#### TASK ITEM:
Your task is to work out how many lines in the data that follows hold "pine" and to state that number alone.

START DATA FOR THIS EXERCISE

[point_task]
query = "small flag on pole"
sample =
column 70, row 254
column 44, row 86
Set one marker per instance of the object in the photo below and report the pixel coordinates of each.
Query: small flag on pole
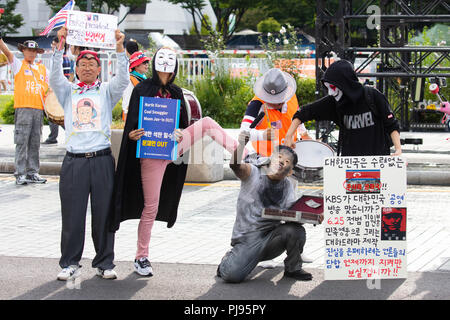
column 59, row 19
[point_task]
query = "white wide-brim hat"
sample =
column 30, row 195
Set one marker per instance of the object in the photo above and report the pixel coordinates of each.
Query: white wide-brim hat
column 275, row 86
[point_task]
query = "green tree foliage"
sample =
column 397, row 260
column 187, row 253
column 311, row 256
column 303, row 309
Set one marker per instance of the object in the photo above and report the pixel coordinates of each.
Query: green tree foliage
column 10, row 22
column 269, row 25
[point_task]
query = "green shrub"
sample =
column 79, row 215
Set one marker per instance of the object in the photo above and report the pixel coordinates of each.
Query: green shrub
column 223, row 97
column 306, row 88
column 268, row 25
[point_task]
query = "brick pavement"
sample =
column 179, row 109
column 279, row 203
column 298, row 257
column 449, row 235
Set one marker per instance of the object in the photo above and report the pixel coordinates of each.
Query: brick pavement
column 30, row 226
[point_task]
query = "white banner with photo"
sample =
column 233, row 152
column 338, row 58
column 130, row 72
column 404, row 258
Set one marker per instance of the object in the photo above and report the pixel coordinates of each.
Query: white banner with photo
column 90, row 29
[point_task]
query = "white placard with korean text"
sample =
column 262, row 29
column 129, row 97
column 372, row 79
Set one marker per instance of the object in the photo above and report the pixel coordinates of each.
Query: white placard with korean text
column 365, row 217
column 90, row 29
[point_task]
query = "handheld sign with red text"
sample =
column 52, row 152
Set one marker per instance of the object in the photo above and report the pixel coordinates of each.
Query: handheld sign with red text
column 91, row 29
column 365, row 217
column 159, row 117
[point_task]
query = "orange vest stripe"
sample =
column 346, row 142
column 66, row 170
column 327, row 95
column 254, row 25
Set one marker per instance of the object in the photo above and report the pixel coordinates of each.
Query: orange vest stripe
column 265, row 148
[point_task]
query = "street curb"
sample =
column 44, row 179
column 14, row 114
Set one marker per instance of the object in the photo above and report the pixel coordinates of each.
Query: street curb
column 415, row 175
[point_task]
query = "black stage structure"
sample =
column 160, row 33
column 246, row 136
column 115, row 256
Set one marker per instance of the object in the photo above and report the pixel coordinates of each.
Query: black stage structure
column 400, row 67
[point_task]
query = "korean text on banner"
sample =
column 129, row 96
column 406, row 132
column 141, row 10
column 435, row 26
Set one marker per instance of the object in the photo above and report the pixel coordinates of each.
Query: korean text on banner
column 159, row 117
column 365, row 217
column 91, row 29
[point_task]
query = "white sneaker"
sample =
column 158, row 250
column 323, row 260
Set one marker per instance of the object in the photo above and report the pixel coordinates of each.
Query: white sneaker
column 306, row 259
column 107, row 274
column 69, row 272
column 143, row 267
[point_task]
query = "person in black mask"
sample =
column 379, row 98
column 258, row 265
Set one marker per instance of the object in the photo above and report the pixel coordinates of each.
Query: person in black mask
column 367, row 125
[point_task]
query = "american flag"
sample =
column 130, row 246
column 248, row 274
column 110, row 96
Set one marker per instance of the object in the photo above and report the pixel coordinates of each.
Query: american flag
column 59, row 19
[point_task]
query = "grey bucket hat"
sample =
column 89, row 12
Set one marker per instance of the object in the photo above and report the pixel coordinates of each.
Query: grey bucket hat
column 275, row 86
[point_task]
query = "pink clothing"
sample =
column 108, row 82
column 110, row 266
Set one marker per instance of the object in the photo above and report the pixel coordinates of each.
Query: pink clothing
column 152, row 173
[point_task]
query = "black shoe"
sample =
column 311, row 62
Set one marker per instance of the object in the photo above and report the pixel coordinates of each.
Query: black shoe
column 143, row 267
column 49, row 142
column 301, row 275
column 21, row 180
column 35, row 178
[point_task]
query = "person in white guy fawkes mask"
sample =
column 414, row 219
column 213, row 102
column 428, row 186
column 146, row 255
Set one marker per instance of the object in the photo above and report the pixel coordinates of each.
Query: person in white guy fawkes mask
column 367, row 125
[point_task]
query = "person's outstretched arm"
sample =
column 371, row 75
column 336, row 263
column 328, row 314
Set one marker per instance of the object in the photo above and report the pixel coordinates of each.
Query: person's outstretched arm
column 241, row 170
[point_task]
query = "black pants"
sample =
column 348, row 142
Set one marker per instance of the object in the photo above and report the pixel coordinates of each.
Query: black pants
column 79, row 179
column 249, row 250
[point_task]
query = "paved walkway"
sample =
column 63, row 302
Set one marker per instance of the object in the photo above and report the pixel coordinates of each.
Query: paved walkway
column 30, row 226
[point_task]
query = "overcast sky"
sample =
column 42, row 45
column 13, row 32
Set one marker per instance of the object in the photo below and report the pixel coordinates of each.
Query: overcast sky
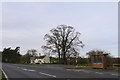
column 25, row 24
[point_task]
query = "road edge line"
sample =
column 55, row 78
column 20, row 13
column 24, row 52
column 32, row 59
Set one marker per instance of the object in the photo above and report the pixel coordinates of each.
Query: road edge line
column 4, row 74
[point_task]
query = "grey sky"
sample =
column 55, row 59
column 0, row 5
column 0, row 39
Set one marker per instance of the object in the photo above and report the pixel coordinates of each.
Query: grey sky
column 25, row 24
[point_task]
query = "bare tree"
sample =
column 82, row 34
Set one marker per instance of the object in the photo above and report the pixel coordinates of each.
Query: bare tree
column 63, row 41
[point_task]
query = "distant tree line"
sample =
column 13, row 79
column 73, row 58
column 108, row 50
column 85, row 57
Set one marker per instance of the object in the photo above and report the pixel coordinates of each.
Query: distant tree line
column 11, row 55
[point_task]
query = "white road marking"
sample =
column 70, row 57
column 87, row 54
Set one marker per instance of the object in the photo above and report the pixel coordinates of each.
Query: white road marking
column 18, row 67
column 5, row 74
column 31, row 70
column 115, row 74
column 99, row 73
column 86, row 71
column 25, row 69
column 47, row 74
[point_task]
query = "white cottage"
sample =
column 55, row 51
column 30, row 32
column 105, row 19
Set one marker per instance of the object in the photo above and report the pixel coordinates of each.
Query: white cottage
column 40, row 59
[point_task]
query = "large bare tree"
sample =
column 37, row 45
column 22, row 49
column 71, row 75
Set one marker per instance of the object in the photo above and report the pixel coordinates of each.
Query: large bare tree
column 63, row 41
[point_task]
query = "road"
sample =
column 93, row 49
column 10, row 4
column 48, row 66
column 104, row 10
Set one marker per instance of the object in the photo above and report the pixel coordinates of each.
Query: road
column 51, row 71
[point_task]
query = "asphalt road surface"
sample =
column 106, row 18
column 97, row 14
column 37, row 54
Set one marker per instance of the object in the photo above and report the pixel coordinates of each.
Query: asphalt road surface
column 51, row 71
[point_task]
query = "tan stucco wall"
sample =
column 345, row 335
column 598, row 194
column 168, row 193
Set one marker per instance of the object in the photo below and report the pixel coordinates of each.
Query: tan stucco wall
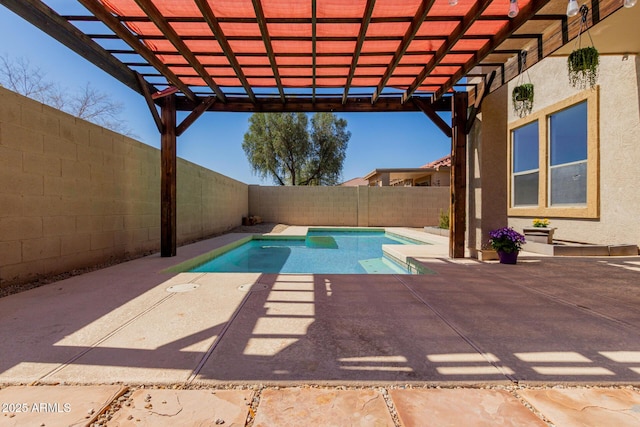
column 619, row 145
column 350, row 206
column 487, row 169
column 73, row 194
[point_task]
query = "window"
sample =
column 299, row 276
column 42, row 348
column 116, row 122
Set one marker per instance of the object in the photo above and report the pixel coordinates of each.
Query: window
column 554, row 160
column 568, row 156
column 525, row 165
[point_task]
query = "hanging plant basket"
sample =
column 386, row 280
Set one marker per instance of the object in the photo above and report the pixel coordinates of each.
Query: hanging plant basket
column 522, row 97
column 583, row 66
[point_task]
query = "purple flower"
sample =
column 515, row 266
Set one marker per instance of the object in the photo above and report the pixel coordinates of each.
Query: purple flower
column 506, row 239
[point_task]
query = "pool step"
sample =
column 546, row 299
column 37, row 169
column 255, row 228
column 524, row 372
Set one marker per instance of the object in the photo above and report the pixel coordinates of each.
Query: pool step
column 380, row 266
column 324, row 242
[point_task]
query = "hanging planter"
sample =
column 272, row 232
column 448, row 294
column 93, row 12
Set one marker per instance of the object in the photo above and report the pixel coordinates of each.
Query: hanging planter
column 583, row 67
column 583, row 62
column 522, row 94
column 522, row 97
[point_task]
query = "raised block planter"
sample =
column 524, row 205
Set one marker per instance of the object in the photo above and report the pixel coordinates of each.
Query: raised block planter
column 539, row 234
column 437, row 230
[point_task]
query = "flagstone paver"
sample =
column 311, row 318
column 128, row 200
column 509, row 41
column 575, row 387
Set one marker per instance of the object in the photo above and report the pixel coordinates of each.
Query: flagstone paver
column 587, row 406
column 314, row 407
column 164, row 407
column 461, row 407
column 53, row 406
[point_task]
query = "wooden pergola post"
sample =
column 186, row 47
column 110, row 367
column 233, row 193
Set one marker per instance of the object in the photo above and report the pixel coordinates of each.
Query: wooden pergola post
column 168, row 160
column 457, row 217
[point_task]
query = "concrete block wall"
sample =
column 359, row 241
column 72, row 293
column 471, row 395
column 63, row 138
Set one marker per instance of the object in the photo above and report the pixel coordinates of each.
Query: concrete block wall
column 73, row 194
column 407, row 206
column 350, row 206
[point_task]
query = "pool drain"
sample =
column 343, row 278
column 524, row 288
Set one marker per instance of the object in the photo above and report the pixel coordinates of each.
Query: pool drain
column 250, row 287
column 184, row 287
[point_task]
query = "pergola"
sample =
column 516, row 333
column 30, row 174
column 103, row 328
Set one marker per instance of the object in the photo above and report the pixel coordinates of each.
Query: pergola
column 310, row 56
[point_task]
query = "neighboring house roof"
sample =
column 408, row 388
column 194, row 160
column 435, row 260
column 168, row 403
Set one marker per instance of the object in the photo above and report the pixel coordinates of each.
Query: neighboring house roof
column 437, row 164
column 355, row 182
column 402, row 173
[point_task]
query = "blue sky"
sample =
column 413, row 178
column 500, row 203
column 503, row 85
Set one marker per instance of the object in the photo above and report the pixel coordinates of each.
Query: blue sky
column 378, row 140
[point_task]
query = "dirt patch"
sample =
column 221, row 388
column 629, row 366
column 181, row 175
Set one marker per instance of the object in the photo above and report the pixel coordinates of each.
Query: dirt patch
column 14, row 288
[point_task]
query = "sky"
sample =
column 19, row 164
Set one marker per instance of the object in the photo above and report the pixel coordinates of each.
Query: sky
column 214, row 141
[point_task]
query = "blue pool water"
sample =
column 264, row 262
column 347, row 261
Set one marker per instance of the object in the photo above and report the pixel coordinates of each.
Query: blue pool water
column 330, row 252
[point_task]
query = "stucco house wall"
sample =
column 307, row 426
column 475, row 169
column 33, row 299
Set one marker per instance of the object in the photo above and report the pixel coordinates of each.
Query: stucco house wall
column 619, row 153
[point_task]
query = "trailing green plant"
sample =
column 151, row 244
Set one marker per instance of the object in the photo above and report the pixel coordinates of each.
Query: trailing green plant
column 583, row 65
column 522, row 97
column 444, row 220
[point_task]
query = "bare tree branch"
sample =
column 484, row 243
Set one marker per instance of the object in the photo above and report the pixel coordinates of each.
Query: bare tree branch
column 87, row 103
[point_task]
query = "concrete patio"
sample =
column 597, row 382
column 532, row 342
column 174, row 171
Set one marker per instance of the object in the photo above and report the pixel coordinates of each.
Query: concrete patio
column 506, row 333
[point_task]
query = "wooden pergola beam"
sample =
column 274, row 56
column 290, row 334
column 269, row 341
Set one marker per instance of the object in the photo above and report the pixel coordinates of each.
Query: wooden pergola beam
column 321, row 104
column 428, row 110
column 195, row 114
column 152, row 106
column 458, row 186
column 211, row 19
column 468, row 20
column 525, row 14
column 360, row 41
column 314, row 48
column 417, row 20
column 484, row 91
column 264, row 31
column 150, row 9
column 168, row 179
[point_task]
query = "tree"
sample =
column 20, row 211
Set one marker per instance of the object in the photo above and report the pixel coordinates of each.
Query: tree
column 87, row 103
column 281, row 146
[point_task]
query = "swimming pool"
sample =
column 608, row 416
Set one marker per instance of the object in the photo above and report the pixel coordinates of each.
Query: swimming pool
column 321, row 251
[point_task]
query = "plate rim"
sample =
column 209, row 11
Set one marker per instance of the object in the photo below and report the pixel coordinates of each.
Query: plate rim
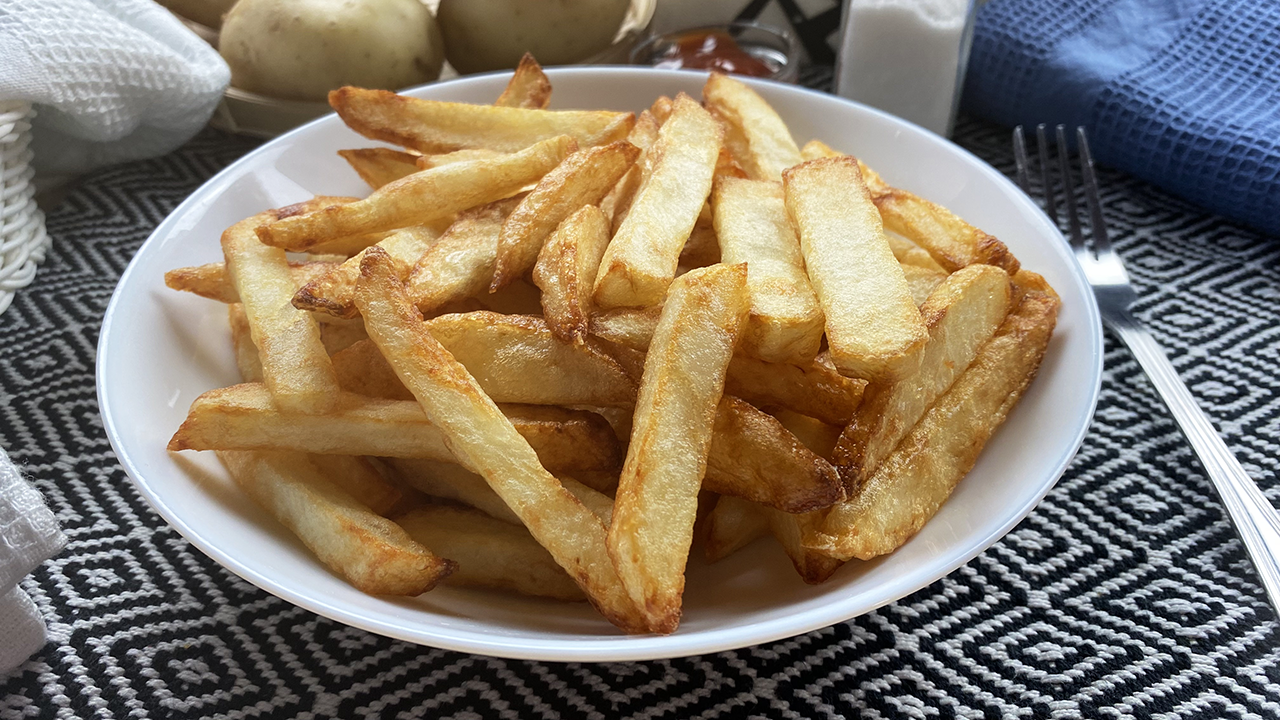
column 603, row 647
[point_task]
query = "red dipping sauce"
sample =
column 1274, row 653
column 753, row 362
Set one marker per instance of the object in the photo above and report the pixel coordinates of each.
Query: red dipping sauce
column 711, row 50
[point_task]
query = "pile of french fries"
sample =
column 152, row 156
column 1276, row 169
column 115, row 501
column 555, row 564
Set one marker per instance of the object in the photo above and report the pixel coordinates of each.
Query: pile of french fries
column 552, row 351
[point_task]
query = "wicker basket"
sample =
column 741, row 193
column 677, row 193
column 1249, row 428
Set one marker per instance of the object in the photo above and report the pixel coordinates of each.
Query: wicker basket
column 23, row 240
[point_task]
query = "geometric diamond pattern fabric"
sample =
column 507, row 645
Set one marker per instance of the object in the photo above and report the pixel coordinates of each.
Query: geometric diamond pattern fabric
column 1124, row 595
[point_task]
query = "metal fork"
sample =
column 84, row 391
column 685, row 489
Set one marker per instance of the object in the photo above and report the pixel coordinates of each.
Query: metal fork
column 1255, row 519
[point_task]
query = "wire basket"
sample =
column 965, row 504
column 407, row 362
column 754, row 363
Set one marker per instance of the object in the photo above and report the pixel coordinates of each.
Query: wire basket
column 23, row 240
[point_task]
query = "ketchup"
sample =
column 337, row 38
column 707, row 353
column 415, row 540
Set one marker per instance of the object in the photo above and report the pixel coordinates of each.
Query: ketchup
column 711, row 50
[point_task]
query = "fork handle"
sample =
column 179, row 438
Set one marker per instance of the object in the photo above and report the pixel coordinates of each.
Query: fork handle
column 1252, row 514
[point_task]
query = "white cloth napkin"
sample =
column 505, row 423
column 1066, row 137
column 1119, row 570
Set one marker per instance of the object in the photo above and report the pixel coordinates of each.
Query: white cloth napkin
column 112, row 80
column 28, row 536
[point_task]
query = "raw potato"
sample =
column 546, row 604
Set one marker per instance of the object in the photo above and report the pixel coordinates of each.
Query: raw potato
column 302, row 49
column 492, row 35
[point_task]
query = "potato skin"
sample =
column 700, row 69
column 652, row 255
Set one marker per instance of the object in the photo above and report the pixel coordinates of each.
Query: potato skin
column 302, row 49
column 492, row 35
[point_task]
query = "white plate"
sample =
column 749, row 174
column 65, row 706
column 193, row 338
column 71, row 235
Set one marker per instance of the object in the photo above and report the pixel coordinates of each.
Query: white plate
column 160, row 349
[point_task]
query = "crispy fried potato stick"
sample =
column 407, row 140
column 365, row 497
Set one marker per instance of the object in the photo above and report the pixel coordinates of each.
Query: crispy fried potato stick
column 460, row 265
column 489, row 554
column 380, row 165
column 684, row 378
column 584, row 178
column 487, row 442
column 243, row 418
column 332, row 292
column 528, row 87
column 785, row 324
column 643, row 255
column 755, row 135
column 371, row 552
column 566, row 272
column 421, row 197
column 873, row 327
column 960, row 315
column 432, row 126
column 915, row 479
column 295, row 364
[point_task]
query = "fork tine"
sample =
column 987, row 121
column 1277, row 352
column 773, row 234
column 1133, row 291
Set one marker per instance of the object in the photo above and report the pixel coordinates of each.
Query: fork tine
column 1098, row 228
column 1046, row 182
column 1020, row 160
column 1064, row 167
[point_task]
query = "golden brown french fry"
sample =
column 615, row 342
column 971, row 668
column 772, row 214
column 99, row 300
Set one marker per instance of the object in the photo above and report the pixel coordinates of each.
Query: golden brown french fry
column 489, row 554
column 915, row 479
column 487, row 442
column 295, row 364
column 242, row 342
column 421, row 197
column 785, row 324
column 211, row 281
column 960, row 315
column 684, row 377
column 816, row 390
column 566, row 272
column 528, row 87
column 243, row 418
column 643, row 255
column 873, row 327
column 332, row 292
column 460, row 264
column 371, row 552
column 584, row 178
column 360, row 479
column 755, row 135
column 380, row 165
column 731, row 525
column 754, row 458
column 922, row 281
column 517, row 359
column 455, row 482
column 432, row 126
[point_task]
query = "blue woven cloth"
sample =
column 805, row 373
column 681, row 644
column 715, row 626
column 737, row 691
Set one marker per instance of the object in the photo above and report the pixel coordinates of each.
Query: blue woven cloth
column 1184, row 94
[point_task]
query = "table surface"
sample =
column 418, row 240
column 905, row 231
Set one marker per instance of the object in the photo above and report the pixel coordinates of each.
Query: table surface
column 1125, row 593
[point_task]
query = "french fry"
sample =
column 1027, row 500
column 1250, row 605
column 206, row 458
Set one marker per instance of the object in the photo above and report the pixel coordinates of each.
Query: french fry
column 330, row 294
column 432, row 126
column 211, row 281
column 873, row 327
column 489, row 554
column 421, row 197
column 755, row 135
column 528, row 87
column 487, row 442
column 641, row 258
column 296, row 367
column 754, row 458
column 731, row 525
column 960, row 315
column 816, row 390
column 460, row 265
column 584, row 178
column 360, row 479
column 243, row 418
column 915, row 479
column 380, row 165
column 566, row 272
column 517, row 359
column 242, row 342
column 371, row 552
column 455, row 482
column 785, row 324
column 684, row 377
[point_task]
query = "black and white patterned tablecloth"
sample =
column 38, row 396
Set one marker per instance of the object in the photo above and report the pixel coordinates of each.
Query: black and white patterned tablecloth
column 1125, row 593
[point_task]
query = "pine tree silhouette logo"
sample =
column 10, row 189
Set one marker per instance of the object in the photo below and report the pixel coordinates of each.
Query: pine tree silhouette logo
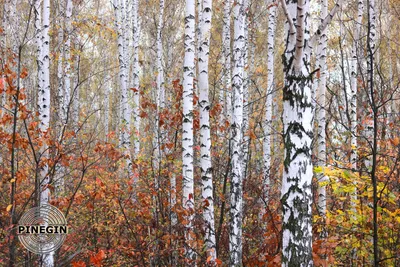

END DATA FOR THIS EXERCISE

#### PROBLEM SOLUTION:
2